**YOUR GOAL**
From the records below, set down exactly the lines starting with the line that contains "Target: blue sky" and going on through the line that contains "Where can the paved". Nothing else is wanted.

------ DATA ------

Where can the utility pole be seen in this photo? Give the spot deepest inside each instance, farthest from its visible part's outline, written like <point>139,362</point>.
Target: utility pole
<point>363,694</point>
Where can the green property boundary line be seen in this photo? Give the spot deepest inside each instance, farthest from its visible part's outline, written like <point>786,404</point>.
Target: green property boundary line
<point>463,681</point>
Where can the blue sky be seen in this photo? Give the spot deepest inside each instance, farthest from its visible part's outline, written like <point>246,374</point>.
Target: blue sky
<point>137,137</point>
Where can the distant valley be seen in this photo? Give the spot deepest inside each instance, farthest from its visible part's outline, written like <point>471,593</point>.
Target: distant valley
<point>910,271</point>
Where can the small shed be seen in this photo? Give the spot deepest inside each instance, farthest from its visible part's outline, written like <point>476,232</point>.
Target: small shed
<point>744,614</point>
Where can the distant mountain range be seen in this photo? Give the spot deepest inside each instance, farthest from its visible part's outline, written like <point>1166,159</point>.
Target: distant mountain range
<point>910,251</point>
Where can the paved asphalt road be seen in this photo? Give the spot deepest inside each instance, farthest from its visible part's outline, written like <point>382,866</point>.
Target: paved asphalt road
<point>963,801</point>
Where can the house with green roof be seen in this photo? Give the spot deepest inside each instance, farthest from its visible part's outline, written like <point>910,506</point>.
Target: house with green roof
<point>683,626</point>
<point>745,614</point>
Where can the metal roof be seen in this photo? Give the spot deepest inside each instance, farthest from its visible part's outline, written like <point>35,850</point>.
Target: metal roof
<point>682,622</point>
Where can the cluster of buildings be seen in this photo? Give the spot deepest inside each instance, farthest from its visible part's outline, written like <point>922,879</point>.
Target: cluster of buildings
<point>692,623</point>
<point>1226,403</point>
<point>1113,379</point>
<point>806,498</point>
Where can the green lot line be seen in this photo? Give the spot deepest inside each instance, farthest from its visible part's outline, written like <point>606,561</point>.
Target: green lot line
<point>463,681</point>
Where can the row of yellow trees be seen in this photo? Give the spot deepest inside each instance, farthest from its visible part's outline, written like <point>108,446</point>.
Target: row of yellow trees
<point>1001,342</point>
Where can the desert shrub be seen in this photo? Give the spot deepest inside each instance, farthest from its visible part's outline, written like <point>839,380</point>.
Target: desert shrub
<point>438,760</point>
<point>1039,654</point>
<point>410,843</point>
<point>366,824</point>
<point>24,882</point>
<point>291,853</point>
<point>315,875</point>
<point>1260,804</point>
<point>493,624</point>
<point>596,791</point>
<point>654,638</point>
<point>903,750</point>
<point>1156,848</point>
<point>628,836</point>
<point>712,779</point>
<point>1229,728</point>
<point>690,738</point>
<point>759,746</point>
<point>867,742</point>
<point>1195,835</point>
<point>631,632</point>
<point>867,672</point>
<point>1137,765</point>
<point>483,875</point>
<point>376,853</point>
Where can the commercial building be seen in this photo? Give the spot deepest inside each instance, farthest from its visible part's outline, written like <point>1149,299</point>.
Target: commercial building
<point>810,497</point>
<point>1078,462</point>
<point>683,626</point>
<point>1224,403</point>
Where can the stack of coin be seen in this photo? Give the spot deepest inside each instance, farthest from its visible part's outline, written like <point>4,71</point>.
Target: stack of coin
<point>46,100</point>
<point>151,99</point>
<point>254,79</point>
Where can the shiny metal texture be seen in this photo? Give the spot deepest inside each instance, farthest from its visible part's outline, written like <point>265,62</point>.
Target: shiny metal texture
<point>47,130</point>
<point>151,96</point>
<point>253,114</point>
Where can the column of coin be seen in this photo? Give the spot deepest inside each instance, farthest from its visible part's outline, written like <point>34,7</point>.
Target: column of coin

------

**EXERCISE SOLUTION**
Target: blue sky
<point>137,137</point>
Where can the distant valley be seen in this photo? Give the spot deepest inside each instance, farthest from its visible part's outline, written like <point>471,593</point>.
Target: distant valley
<point>910,271</point>
Where can the small shed be seen in this photo? Give the spot deepest inside each instance, farthest from its visible part's outline, written like <point>476,232</point>.
Target: small shed
<point>744,614</point>
Where can the distant mountain range be seen in this photo? Give the spot deepest inside each instance, farthest from its visible part's outline, written like <point>1166,159</point>.
Target: distant mountain range
<point>910,251</point>
Where can the paved asphalt road be seen in this photo? Give the spot deepest inside each instance, farthest from its visible part's outline, written like <point>382,866</point>.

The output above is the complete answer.